Work to do —
1) For each statement below, marked (a), (b) and (c), say whether it agrees with the post about favorite books. Answer yes or no, and quote the words of the post that decide it.
(a) The books are ordered by when the writer read them.
(b) The writer knows that Hornby chose his title because of the Elvis Costello song.
(c) The writer first read High Fidelity in high school.
2) Answer these questions from the post about favorite books:
(a) How many favorite books does the writer list?
(b) Whom does the writer's father claim as a distant family relative?
(c) Which of Hornby's novels was High Fidelity in order of publication?
3) Extend the post about favorite books, starting from the point where it stops.

---------- Extract to read

I’m a lifelong lover of books and music, having been massively influenced by both since I was a child, so this post contains a list of my seven favorite books and—as an homage to one of them—my top five all-time favorite recording artists.

Favorite Books

Listed in chronological order according to when I read them.

The Complete Tales and Poems of Edgar Allan Poe

Edgar Allan Poe (whom my father claims is some distant family relative of ours) is one of the first authors with whom I became enamored; he is also responsible for getting me hooked on supernatural literature. As a teenager, I devoured his stories of horror: “Ligeia,” “The Fall of the House of Usher,” “The Masque of the Red Death,” “The Tell-Tale Heart,” “The Cask of Amontillado,” and others. I also repeatedly read a number of Poe’s grimmer poems. What I admired most about his work was the artful way he generated suspense, the shocking turns he incorporated, and his lyrical style. Poe, to me, wasn’t just a master of the horrific but also rhythm, rhyme, and repetition of sounds (both assonance and alliteration). He will forever occupy a significant portion of my rather morbid heart.

High Fidelity by Nick Hornby

This book about a pathetic record store owner and self-described arsehole obsessed with making top-five lists, penned by a music-loving writer and critic has been among my all-time faves since I first read it back in college. Hornby’s debut novel reads like an Elvis Costello song (note: the title is an Elvis Costello song and Mr. Declan McManus also happens to be one of my favorite recording artists). I’ve never been able to find out whether or not Hornby purposely chose the title because of the song or whether, just being the music writer and lover that he is, he decided (like Costello) that the double meaning of the term high fidelity was incredibly appropriate (and clever) for his debut novel. Maybe it was a little of both. If I ever get the chance to interview or chat with Hornby, I’ll be sure to ask him. What makes this book one of my favorites, however, isn’t just its references to music or the fact that it was obviously written by a music lover who’d seen more than his share of know-it-all music snobs, but because Hornby is so frank about the awkwardness and absurdity so often inherent in relationships, his flawed and quirky characters are entirely believable, and his chronicle of Rob’s ridiculous romantic entanglements is really funny.

--------------------
---------- Extracted data

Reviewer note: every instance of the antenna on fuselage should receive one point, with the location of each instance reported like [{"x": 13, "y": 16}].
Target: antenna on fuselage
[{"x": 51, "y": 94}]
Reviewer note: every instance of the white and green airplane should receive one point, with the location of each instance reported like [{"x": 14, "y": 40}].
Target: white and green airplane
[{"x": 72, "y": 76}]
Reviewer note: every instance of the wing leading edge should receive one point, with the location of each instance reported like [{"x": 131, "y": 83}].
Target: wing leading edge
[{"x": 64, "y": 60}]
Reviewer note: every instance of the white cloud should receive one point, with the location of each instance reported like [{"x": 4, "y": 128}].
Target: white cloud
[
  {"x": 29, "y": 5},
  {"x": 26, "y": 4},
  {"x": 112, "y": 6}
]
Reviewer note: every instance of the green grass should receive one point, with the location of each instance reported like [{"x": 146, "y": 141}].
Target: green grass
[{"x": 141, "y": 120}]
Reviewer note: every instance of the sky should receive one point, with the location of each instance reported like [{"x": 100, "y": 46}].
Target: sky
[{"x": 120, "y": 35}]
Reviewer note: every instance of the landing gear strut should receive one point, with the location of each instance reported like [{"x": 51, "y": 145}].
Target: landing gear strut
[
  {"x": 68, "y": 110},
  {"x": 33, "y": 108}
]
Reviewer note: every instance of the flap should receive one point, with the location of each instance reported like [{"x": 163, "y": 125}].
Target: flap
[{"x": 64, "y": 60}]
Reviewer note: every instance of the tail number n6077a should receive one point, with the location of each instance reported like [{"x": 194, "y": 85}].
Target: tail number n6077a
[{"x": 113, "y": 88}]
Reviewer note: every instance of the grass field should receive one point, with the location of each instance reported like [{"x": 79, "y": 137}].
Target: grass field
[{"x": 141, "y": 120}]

--------------------

Results in order —
1)
(a) Yes: "Listed in chronological order according to when I read them."
(b) No: "I’ve never been able to find out whether or not Hornby purposely chose the title because of the song"
(c) No: "since I first read it back in college"

2)
(a) Seven.
(b) Edgar Allan Poe.
(c) His debut novel.

3)
The Mists of Avalon by Marion Zimmer Bradley

I treasure this tale of magic and the sacred feminine based on the Arthurian legends. Morgaine is without a doubt one of my favorite literary heroines, right alongside Lisbeth Salander (two very different but equally strong women, in my view). When I read this book, Avalon also represented something that I’d sorely lacked for most of my youth—a community of genuinely supportive women. This beautifully woven tale gave me hope that I’d eventually find my own place within one.

‘Salem’s Lot by Stephen King

I know I probably shouldn’t list this book among my favorites without also including Bram Stoker’s Dracula on that list, but, well, King’s updated version of the Dracula story is frankly scarier than the original. In fact, it’s the scariest book I’ve ever read. I like my vampires creepy and terrifying and, like his predecessor and obvious influence, Count Orlok, the original film version of Kurt Barlow certainly fits the criteria.

The World’s Wife by Carol Ann Duffy

When I was introduced to Duffy’s poems in an Irish lit class in graduate school, it was love at first read. By turns, bawdy, brash, and beautiful, Duffy’s style is one that I admire above many others. Her words, imagery, and subject matter felt so raw and real to me, and when I read The World’s Wife, a collection of poems about famous literary, mythical, and historical women (reimagined and written from their points of view), I identified with so many of them. Duffy herself is one of my favorite writers.

Mama Day by Gloria Naylor

Mama Day is another book I discovered in grad school, this one thanks to my advisor (and one of my real-life heroes) Teresa Washington. I suppose that aside from African American lit, this book also falls into the genre of “magical realism.” It’s also something of a love story. Those elements of the book along with its incorporation of the sacred feminine are certainly partly why I love it so. Another reason is Naylor’s brilliant storytelling and creative narrative choices. Parts of the story are told from the points of view of two of the main characters, Coco and George, and written in first person as they talk to/about one other and their relationship. Some elements are a beautiful lesson in history and culture. Other sections are a third-person narrative focusing on the title character of Miranda “Mama” Day and other residents of Willow Springs, which, like its most famous denizen, Sapphira Wade, belongs to no one but itself and its people. This is one book that I will never tire of re-reading because of its richness, and I laugh and cry every time I enter the world of Willow Springs.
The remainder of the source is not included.